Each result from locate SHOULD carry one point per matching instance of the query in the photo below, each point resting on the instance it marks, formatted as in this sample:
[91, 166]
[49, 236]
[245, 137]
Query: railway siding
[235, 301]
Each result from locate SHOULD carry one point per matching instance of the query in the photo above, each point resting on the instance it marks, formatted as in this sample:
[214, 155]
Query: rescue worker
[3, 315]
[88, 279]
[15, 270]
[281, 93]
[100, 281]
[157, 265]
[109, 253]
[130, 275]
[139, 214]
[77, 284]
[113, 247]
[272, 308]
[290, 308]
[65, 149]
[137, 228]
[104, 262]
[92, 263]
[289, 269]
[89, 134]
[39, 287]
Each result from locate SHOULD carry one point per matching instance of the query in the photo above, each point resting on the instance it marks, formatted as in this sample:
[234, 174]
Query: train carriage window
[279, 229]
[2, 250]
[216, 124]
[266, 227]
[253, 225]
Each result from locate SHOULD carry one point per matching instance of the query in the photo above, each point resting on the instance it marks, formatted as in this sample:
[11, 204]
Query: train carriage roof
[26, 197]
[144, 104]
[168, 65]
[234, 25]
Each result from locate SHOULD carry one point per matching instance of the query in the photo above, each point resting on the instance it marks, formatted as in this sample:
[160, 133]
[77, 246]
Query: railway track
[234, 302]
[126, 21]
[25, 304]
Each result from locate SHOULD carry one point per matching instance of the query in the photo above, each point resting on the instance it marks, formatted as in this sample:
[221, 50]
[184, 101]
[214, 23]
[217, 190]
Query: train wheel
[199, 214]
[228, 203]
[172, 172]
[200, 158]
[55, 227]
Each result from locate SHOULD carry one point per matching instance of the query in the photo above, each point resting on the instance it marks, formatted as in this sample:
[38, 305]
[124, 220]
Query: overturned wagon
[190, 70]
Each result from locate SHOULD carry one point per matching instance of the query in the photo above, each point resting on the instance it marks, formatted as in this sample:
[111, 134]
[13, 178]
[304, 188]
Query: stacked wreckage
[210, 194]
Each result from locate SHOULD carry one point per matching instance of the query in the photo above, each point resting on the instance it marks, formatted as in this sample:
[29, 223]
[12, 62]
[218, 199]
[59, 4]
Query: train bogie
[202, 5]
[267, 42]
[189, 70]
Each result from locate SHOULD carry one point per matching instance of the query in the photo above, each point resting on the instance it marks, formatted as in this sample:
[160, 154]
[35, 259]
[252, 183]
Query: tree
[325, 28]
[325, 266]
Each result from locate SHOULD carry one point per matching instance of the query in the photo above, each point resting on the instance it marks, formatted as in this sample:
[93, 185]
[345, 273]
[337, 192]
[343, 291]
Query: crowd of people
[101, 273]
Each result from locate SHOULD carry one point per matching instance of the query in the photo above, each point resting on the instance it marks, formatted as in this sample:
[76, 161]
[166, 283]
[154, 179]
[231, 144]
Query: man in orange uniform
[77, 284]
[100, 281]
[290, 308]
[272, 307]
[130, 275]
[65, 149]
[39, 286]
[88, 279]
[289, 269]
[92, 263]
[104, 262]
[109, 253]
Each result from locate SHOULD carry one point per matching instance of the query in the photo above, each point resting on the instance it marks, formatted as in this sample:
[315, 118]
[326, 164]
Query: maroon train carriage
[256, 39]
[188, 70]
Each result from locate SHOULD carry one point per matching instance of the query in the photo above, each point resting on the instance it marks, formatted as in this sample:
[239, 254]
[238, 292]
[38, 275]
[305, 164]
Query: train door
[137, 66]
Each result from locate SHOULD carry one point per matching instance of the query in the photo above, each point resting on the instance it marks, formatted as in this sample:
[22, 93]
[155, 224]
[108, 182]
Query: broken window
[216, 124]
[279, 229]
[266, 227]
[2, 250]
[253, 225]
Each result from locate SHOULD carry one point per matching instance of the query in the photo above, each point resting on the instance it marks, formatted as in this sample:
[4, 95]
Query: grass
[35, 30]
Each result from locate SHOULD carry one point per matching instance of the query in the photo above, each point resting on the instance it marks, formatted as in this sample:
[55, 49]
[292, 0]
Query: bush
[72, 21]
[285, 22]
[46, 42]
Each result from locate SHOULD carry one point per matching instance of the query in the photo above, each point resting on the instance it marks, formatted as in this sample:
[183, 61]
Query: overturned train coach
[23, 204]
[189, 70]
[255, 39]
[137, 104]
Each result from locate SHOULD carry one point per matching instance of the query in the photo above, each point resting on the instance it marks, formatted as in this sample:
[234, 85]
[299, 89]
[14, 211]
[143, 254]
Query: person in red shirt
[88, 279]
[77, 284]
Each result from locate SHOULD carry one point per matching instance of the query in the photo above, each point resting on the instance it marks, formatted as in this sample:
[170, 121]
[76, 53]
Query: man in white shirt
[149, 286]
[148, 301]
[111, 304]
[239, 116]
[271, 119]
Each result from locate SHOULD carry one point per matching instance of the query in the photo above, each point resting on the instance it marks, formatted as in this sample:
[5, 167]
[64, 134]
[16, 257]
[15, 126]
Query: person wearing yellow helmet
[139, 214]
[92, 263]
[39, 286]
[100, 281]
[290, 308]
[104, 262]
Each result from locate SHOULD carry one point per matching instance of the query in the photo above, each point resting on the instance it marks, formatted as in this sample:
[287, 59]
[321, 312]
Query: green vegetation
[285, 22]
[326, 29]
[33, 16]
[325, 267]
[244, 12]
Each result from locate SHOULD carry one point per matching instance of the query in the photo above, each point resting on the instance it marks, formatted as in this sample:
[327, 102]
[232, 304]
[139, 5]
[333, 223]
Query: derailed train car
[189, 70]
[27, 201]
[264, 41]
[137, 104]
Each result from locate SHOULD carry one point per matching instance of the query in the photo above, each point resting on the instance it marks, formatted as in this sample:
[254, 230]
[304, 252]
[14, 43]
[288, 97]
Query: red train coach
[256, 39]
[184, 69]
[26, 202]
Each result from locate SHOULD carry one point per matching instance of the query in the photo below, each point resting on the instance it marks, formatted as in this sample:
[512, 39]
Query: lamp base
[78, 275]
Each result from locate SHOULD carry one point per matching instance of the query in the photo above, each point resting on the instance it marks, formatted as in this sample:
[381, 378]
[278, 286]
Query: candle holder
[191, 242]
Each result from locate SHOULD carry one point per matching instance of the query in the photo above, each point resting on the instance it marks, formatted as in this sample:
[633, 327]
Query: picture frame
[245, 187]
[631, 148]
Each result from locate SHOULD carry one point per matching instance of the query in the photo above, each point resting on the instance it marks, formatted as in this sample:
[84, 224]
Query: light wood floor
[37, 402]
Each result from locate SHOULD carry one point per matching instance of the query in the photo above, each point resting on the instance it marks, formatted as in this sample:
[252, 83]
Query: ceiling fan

Your assignment
Restate every record word for word.

Response
Each result from locate SHOULD carry one point per matching instance of the query in the photo below, each point resting on the instance it marks, formatted as in this sample:
[91, 166]
[49, 236]
[245, 137]
Query: railway siding
[235, 301]
Each result from locate SHOULD carry one point per matching instance of the query in the photo above, each point resting on the instance it marks, formatted as in this sample:
[214, 155]
Query: rescue worker
[3, 315]
[88, 279]
[15, 270]
[281, 93]
[100, 281]
[157, 265]
[109, 253]
[130, 275]
[139, 214]
[77, 284]
[113, 247]
[272, 308]
[290, 308]
[65, 149]
[137, 228]
[104, 262]
[92, 263]
[289, 269]
[89, 134]
[39, 287]
Each result from locate SHOULD carry one point per matching instance of the query in the photo above, each point resting on the instance it marks, formatted as in this sample:
[234, 174]
Query: train carriage window
[279, 229]
[2, 250]
[216, 124]
[266, 227]
[253, 225]
Each result from locate SHOULD carry one point per matching instance of the query in the photo above, each point resting on the instance it marks, formatted as in this sample:
[11, 204]
Query: train carriage roof
[26, 197]
[144, 104]
[168, 65]
[234, 25]
Each result from locate SHOULD carry one point per matching instance of the query in the photo above, each point resting on the instance it marks, formatted as in this sample:
[160, 133]
[77, 246]
Query: railway track
[234, 302]
[126, 21]
[25, 304]
Each result from locate SHOULD carry one point per matching instance of the query in the photo above, each point resting on the instance it marks, formatted as in this sample:
[221, 50]
[184, 101]
[214, 23]
[217, 190]
Query: train wheel
[199, 214]
[228, 203]
[172, 172]
[200, 158]
[55, 227]
Each result from locate SHOULD carry one point per matching instance of the query in the photo above, each point resting on the instance it marks, formatted as in this sample:
[38, 305]
[124, 220]
Query: overturned wagon
[190, 70]
Each result from locate SHOULD carry one point per matching instance of the query in the photo above, each point resting on the instance it marks, formatted as in this sample:
[111, 134]
[13, 178]
[304, 188]
Query: stacked wreckage
[210, 194]
Each result from locate SHOULD carry one point per matching instance of the query in the photo above, each point resting on the instance it marks, formatted as in this sample:
[29, 223]
[12, 62]
[218, 199]
[59, 4]
Query: train bogie
[202, 5]
[267, 42]
[189, 70]
Each result from locate SHOULD carry one point per matching instance of the query in the photo above, each point resting on the instance it marks, formatted as in this sample:
[160, 154]
[35, 259]
[252, 183]
Query: tree
[325, 28]
[325, 266]
Each result from locate SHOULD carry one point per matching instance of the query in the photo above, each point resting on the instance it marks, formatted as in this sample:
[93, 185]
[345, 273]
[337, 192]
[343, 291]
Query: crowd of people
[101, 273]
Each result from locate SHOULD carry one point per matching instance of the query in the photo above, each point resting on the instance it marks, formatted as in this sample:
[76, 161]
[166, 283]
[154, 179]
[231, 144]
Query: man in orange uniform
[77, 284]
[100, 281]
[290, 308]
[272, 307]
[130, 275]
[65, 149]
[39, 286]
[88, 279]
[289, 269]
[92, 263]
[104, 262]
[109, 253]
Each result from locate SHOULD carry one point per matching instance of the query in the photo above, each point resting on the instance it marks, formatted as in this sample:
[315, 118]
[326, 164]
Query: maroon train carriage
[256, 39]
[188, 70]
Each result from locate SHOULD carry one point per matching instance of the query in the photo above, each point resting on the instance it marks, formatted as in this sample:
[239, 254]
[238, 292]
[38, 275]
[305, 164]
Query: train door
[137, 66]
Each result from locate SHOULD carry one point per matching instance of the query in the photo above, each point resting on the instance it marks, formatted as in this sample:
[22, 93]
[155, 224]
[108, 182]
Query: broken window
[216, 124]
[279, 229]
[266, 227]
[2, 250]
[253, 225]
Each result from locate SHOULD carry one point per matching instance of the query in the photo above, each point resting on the instance it marks, formatted as in this sample:
[4, 95]
Query: grass
[35, 30]
Each result from locate SHOULD carry one point per matching instance of the query in the photo above, each point resting on the instance it marks, formatted as in this sample:
[55, 49]
[292, 0]
Query: bush
[72, 21]
[285, 22]
[46, 42]
Each result from locate SHOULD carry one point per matching instance of the query in the photo above, each point resting on the instance it marks, formatted as in this sample:
[183, 61]
Query: overturned train coach
[23, 204]
[189, 70]
[255, 39]
[137, 104]
Each result from locate SHOULD carry one point per matching instance of the query in the photo above, each point resting on the instance it marks, formatted as in this sample:
[234, 85]
[299, 89]
[14, 211]
[143, 254]
Query: person in red shirt
[88, 279]
[77, 284]
Each result from locate SHOULD carry one point per matching instance of the query in the photo above, each point resting on the instance it marks, formatted as in this sample:
[170, 121]
[76, 53]
Query: man in white shirt
[149, 286]
[148, 301]
[111, 304]
[239, 116]
[271, 119]
Each result from locate SHOULD carry one point per matching instance of the query in the photo above, each point resting on the instance it marks, formatted as in this sample:
[5, 167]
[64, 134]
[16, 257]
[15, 126]
Query: person wearing yellow helmet
[139, 214]
[92, 263]
[39, 286]
[100, 281]
[290, 308]
[104, 262]
Each result from locate SHOULD carry one point per matching instance of the query in the photo above, each point resting on the instance it marks, formatted as in this sample:
[287, 59]
[321, 312]
Query: green vegetation
[285, 22]
[326, 29]
[33, 16]
[325, 267]
[244, 12]
Each result from locate SHOULD carry one point per matching instance of the query in the photo above, each point resting on the instance it marks, formatted as in this sample:
[327, 102]
[232, 304]
[139, 5]
[333, 223]
Query: derailed train car
[189, 70]
[27, 201]
[264, 41]
[137, 104]
Each result from locate SHOULD carry one point per matching instance of the query in the photo above, each point resting on the instance it marks, formatted as in this sample:
[254, 230]
[304, 252]
[14, 43]
[288, 97]
Query: red train coach
[256, 39]
[184, 69]
[26, 202]
Each result from locate SHOULD carry one point per matching instance of the query in the photo below, each point resting on the instance it marks, formatted as in this sample:
[512, 39]
Query: lamp base
[78, 275]
Each result from locate SHOULD carry one point per matching instance of the query in the photo above, each point resting on the instance it marks, formatted as in this sample:
[381, 378]
[278, 286]
Query: candle holder
[191, 242]
Each result from locate SHOULD carry one point per matching instance of the query in the photo above, each point resting on the instance it marks, formatted as in this sample:
[633, 327]
Query: picture frame
[245, 187]
[631, 148]
Each result from locate SHOULD carry one point per matching instance of the query in the photo above, each point resting on the instance it marks, formatted as in this sample:
[84, 224]
Query: light wood floor
[37, 402]
Each result from locate SHOULD carry one point per matching instance of the query in the photo above, each point resting on the instance it marks, formatted as in this sample:
[252, 83]
Query: ceiling fan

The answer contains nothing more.